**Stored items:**
* begin *

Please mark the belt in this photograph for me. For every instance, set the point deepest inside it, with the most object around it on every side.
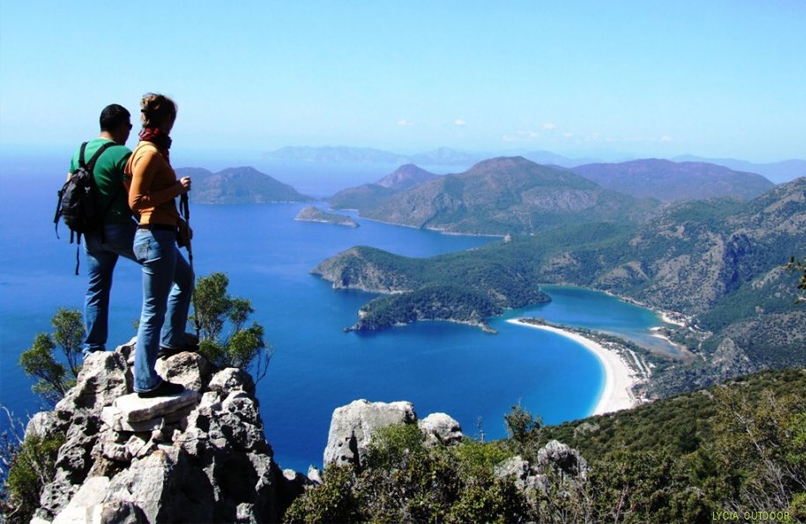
(157, 227)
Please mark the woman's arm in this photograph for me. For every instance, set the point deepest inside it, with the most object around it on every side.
(141, 194)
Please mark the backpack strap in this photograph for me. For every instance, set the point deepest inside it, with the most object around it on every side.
(90, 166)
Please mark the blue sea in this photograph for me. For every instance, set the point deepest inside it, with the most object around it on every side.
(441, 367)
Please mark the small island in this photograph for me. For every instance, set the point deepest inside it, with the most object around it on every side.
(314, 214)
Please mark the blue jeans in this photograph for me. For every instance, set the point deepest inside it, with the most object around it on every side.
(102, 253)
(167, 289)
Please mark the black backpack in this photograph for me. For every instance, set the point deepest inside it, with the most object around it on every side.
(76, 205)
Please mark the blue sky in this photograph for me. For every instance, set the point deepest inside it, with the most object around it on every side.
(645, 78)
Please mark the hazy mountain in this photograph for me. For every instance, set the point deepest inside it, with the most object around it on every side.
(371, 195)
(239, 185)
(669, 181)
(364, 155)
(405, 177)
(717, 261)
(505, 195)
(340, 154)
(549, 158)
(778, 172)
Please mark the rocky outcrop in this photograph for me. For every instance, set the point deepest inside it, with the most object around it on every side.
(351, 428)
(440, 428)
(555, 460)
(200, 456)
(314, 214)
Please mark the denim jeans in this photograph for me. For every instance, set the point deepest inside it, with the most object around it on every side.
(102, 253)
(167, 289)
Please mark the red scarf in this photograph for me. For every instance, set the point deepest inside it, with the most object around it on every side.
(159, 139)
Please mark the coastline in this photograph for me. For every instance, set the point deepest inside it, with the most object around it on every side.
(619, 377)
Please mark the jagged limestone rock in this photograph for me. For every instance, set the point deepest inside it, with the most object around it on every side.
(189, 369)
(41, 425)
(200, 456)
(351, 428)
(440, 428)
(563, 459)
(231, 379)
(136, 409)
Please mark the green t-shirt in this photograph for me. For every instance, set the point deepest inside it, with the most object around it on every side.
(108, 174)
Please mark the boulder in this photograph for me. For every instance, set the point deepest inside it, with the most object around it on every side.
(440, 428)
(41, 425)
(351, 428)
(563, 459)
(232, 379)
(189, 369)
(198, 456)
(102, 379)
(136, 409)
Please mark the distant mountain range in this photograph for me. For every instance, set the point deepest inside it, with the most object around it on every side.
(717, 261)
(670, 181)
(238, 185)
(507, 195)
(515, 195)
(368, 196)
(778, 172)
(775, 171)
(365, 155)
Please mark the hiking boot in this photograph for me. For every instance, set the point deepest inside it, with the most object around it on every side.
(166, 389)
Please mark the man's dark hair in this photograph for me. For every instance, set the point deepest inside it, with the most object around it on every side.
(113, 115)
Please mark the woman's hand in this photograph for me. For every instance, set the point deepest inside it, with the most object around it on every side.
(184, 185)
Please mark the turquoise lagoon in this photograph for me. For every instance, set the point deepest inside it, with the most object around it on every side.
(440, 367)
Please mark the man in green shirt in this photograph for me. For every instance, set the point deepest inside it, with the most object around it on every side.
(103, 248)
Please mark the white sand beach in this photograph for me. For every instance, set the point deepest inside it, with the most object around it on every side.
(619, 378)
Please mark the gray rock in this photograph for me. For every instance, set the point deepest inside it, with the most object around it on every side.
(440, 428)
(82, 506)
(563, 459)
(232, 379)
(189, 369)
(166, 459)
(136, 409)
(113, 417)
(41, 425)
(351, 428)
(144, 484)
(314, 475)
(102, 379)
(525, 476)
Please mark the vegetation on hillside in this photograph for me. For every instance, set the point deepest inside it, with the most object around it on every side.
(739, 447)
(224, 337)
(27, 464)
(448, 287)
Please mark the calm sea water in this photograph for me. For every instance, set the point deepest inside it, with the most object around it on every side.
(440, 367)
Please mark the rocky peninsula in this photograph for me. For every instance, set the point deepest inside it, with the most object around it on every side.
(314, 214)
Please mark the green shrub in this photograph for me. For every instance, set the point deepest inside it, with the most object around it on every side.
(333, 501)
(214, 310)
(31, 467)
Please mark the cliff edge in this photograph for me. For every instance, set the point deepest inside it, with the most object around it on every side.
(200, 456)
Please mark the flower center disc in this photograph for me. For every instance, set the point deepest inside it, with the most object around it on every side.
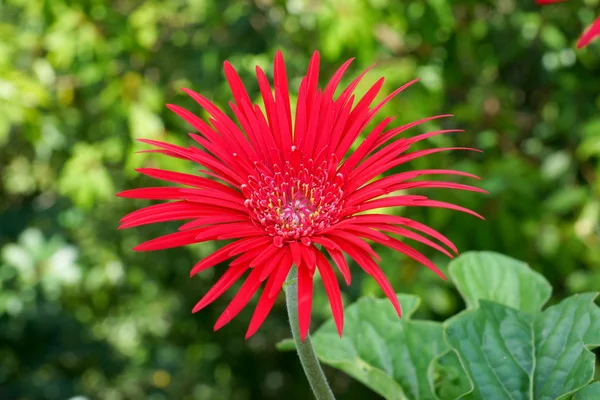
(294, 203)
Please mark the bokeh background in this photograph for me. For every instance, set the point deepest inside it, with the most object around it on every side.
(83, 315)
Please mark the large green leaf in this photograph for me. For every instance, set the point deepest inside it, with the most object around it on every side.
(451, 380)
(590, 392)
(391, 355)
(509, 353)
(498, 278)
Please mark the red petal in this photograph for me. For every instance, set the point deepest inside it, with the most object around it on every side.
(229, 277)
(267, 299)
(168, 241)
(373, 269)
(226, 252)
(240, 300)
(590, 34)
(157, 193)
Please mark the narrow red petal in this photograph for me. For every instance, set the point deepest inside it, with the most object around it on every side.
(591, 33)
(365, 262)
(171, 240)
(243, 296)
(229, 278)
(156, 193)
(226, 252)
(269, 296)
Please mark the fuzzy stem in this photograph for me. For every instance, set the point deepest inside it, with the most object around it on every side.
(306, 352)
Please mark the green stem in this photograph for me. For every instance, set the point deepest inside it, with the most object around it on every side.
(306, 352)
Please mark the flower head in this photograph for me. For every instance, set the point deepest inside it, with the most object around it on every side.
(591, 33)
(289, 191)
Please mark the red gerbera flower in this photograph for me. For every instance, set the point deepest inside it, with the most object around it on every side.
(289, 190)
(588, 35)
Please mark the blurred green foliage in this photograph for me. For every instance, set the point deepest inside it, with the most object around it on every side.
(82, 315)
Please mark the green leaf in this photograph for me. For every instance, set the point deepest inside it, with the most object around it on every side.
(590, 392)
(451, 380)
(391, 355)
(498, 278)
(509, 353)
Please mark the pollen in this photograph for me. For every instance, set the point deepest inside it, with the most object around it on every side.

* end *

**SET PROBLEM:** Reproduce the data above in full, exactly as it is, with the pictures left out.

**WORKED ANSWER:**
Please mark the belt in this photograph for me. For every instance, set the point deepest inside it, with the most object around it on every side.
(157, 227)
Please mark the woman's arm in this photograph for me. For every instance, set the point deepest inside it, with the most object around it on every side.
(141, 194)
Please mark the backpack strap in this photograph for me. For every instance, set the point deepest inside it, with the most object around it on every side.
(90, 166)
Please mark the blue sea in this photograph for me. For every instance, set the point deepest inside it, with the most object around it on every side.
(441, 367)
Please mark the small island in this photograph for me. For every instance, set the point deepest inside it, with the most object around it on every side.
(314, 214)
Please mark the blue jeans in this photograph for me. For every instance, set the point deepest inside it, with the most object around it on every side.
(102, 253)
(167, 289)
Please mark the black backpack in this photograph for me. For every instance, set the point deepest inside it, with the most object around it on every side.
(76, 205)
Please mark the blue sky in this photograph for me. For every instance, set the point deepest inside it, with the most object around it on every side.
(645, 78)
Please mark the hazy mountain in this photograph for me. For every instance, set the point deepest inside it, with the most object around it on every side.
(371, 195)
(239, 185)
(669, 181)
(364, 155)
(405, 177)
(717, 261)
(505, 195)
(340, 154)
(549, 158)
(778, 172)
Please mark the rocky outcrop in this photograph for me. For every instance, set the point deepest inside it, with the most object around it on every side.
(351, 428)
(440, 428)
(555, 460)
(200, 456)
(314, 214)
Please mark the denim jeans in this photograph for me. For every instance, set the point deepest inside it, with the most object around it on every side.
(102, 253)
(167, 289)
Please mark the red scarf in this photograph for me. For every instance, set the point deepest inside it, with the most object around it on every side.
(159, 139)
Please mark the coastline in this photograph for me. For every instance, set the point deepest inside it, with the most object around it on every side.
(619, 377)
Please mark the jagged limestone rock in this photograph for me. For every instance, set the point deepest inside it, with the most object around it on every side.
(189, 369)
(41, 425)
(200, 456)
(351, 428)
(440, 428)
(563, 459)
(231, 379)
(136, 409)
Please mark the green t-shirt in this photograph for me. For every instance, set the point deepest inside it, with the most object around it on every side.
(108, 174)
Please mark the boulder in this photograph for me. For every instance, set the point deepest inside it, with the most object around it on every side.
(440, 428)
(41, 425)
(351, 428)
(563, 459)
(232, 379)
(189, 369)
(198, 456)
(102, 379)
(136, 409)
Please mark the distant mountain range in this photograph for me. For every instance, set the point deepest inside it, with the most object around it on every side.
(717, 261)
(670, 181)
(238, 185)
(507, 195)
(515, 195)
(368, 196)
(778, 172)
(775, 171)
(365, 155)
Please mark the hiking boot in this photograph for me. For every instance, set the point deepest inside it, with the most object around it on every side.
(166, 389)
Please mark the man's dark hair in this photograph for me. For every instance, set the point deepest inside it, with the most object around it on every side.
(113, 115)
Please mark the woman's hand in this photograph for me. For every instance, set the point deepest inside it, with the most object around it on every side.
(184, 185)
Please mark the turquoise lagoon in this photograph for me. For every instance, set the point deepest inside it, with the most object around it on every side.
(440, 367)
Please mark the man in green shirt in this photograph for me. For every instance, set the point deepest inside it, with the most object around it on every side.
(103, 248)
Please mark the white sand beach in this photograph for me. For every instance, set the point deepest inside it, with the most object around it on every side.
(619, 378)
Please mark the gray rock in this photograph for me. For every instance, set the point deepest inside it, with the most object around it on every side.
(440, 428)
(82, 506)
(563, 459)
(232, 379)
(189, 369)
(166, 459)
(136, 409)
(113, 417)
(41, 425)
(351, 428)
(144, 484)
(314, 475)
(102, 379)
(525, 476)
Please mark the vegetation on hillside in this photograph for me. For every instance, set the point deepest inside it, with the most object around it on every side.
(739, 447)
(224, 337)
(27, 464)
(448, 287)
Please mark the calm sea water in this photograph for me. For every instance, set the point deepest inside it, with the most object around it on every side.
(440, 367)
Please mark the rocky peninsula in this photograph for me. For every instance, set the point deepest inside it, with the most object around it on every side.
(314, 214)
Please mark the green shrub in this photograph for me. For every instance, set the point deepest inside it, with the most object around it on every side.
(333, 501)
(214, 310)
(31, 467)
Please mark the cliff edge in this photograph for me. For every instance, set the point deepest inside it, with the most object around it on every side.
(200, 456)
Please mark the flower center disc in this photograph for me. For every instance, set the point deepest inside it, with the most object around it on every side.
(294, 203)
Please mark the bokeh background in this photograph for me. For every instance, set the point deepest inside it, with the most object around it on every side.
(83, 315)
Please mark the large green leaf in this photograph for me. For every instance, set the point deepest inside it, with the most object around it on every side.
(451, 380)
(590, 392)
(391, 355)
(509, 353)
(498, 278)
Please mark the red petal in this photograph for me. For every instance, set the point deepest inside it, with the most object around it on every side.
(229, 277)
(267, 299)
(168, 241)
(373, 269)
(226, 252)
(240, 300)
(590, 34)
(157, 193)
Please mark the narrow red petal in this photograph for me. For every instance, set the point deepest inside it, with the most object around it on every side.
(591, 33)
(365, 262)
(171, 240)
(243, 296)
(229, 278)
(156, 193)
(226, 252)
(269, 296)
Please mark the fuzzy stem in this photograph for me. For every instance, set the point deepest inside it, with the most object around it on every side.
(306, 352)
Please mark the green stem in this photograph for me. For every instance, set the point deepest inside it, with the most object around it on every side.
(306, 352)
Please mark the flower head in this photograph for me. For every instance, set the point deepest inside it, with the most object around it on every side.
(591, 33)
(289, 191)
Please mark the red gerbera flower in this photograph for me. For every instance, set the point deepest inside it, with the most object around it on every side.
(289, 190)
(588, 35)
Please mark the blurred green foliage in this photograph for me. For every instance, set the point deepest inside it, with the most object around it on every side.
(82, 315)
Please mark the green leaf in this photograph for me. For every instance, set the point deepest inside it, with the most object around it on every side.
(590, 392)
(451, 380)
(391, 355)
(498, 278)
(509, 353)
Please mark the pollen in this photograph for me. For every instance, set the point deepest inside it, with the most object around it on every side.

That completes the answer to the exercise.